• [Text shown]:

On 25/08/2020 20.35, sebb wrote:
On Tue, 25 Aug 2020 at 19:23, Daniel Gruno <[email protected]> wrote:
On 25/08/2020 20.15, sebb wrote:
AFAICT this will generate different hashes for the same message if
they are loaded from a different source.
Yeah, it will - at present, that is on purpose. We can look at doing
something like using Sean's DKIM parser for this, and only hashing the
output from that, with the x-archived-list-id added in from the command
line --lid argument if different from the canonical list id.
Whilst it should ensure that distinct messages don't clash, it won't
weed out actual duplicates.
Right, aware of that. In most cases, if you are reloading, you are doing
so with a fresh DB, and it won't matter much. In cases where you are
"cascading" mbox files, it would make duplicates, but that's only a
question of disk space for now, having duplicate source files won't
cause malfunctions, just a few more bytes used and source alternatives.
This has implications for the API and the UI.
If there are multiple matches for a Permalink, in general one cannot
say which is correct, so all will have to be returned and displayed.
I'm pondering how to address this. Currently, the prototype will return
the first hit it finds that matches. This should really be fine, as they
are all valid sources, so returning one or the other would not matter
for the end-user.
For those that *do* care, which might be sysadmins looking into whether
an email was received twice or such, I'm thinking we might utilize the
300 return code (multiple choices) for this. This would mean we are not
duplicating it for the user in the UI, but that it's still available for
those that want to find it.
Note: in case there need to be changes to the hash input, I suggest a
prefix is added to identify the hash type.
It's not a problem if the key is slightly longer.
Ideally the parts that vary between duplicates from different sources
should be omitted from the hash.
However it is better than the current situation.
On Tue, 25 Aug 2020 at 19:02, <[email protected]> wrote:
This is an automated email from the ASF dual-hosted git repository.
humbedooh pushed a commit to branch master
in repository https://gitbox.apache.org/repos/asf/incubator-ponymail-foal.git
The following commit(s) were added to refs/heads/master by this push:
new 8a1baf1 store sources as sha3-256 of themselves, add a permalink
reference to the digested doc.
8a1baf1 is described below
commit 8a1baf16c64933f1fb7a9d281df8ebec418cf771
Author: Daniel Gruno <[email protected]>
AuthorDate: Tue Aug 25 20:02:44 2020 +0200
store sources as sha3-256 of themselves, add a permalink reference to the
digested doc.

• [Challenge 1]: Copy every line of the entries below the thread exactly as given, omitting the pictures.

• [Dataset extract]:
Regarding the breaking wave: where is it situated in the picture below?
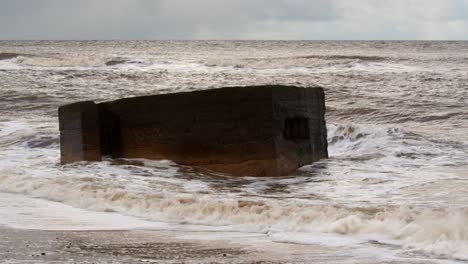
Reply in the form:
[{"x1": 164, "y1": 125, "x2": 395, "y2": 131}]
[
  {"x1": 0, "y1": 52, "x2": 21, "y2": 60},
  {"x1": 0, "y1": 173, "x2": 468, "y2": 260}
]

• [Challenge 2]: List every person's name or username that appears in the mailing-list thread about message hashes.

• [Exercise solution 1]:
Regarding the breaking wave: where is it situated in the picture below?
Reply in the form:
[{"x1": 164, "y1": 125, "x2": 395, "y2": 131}]
[
  {"x1": 0, "y1": 52, "x2": 21, "y2": 60},
  {"x1": 0, "y1": 173, "x2": 468, "y2": 260}
]

• [Exercise solution 2]:
sebb
Daniel Gruno
Sean
humbedooh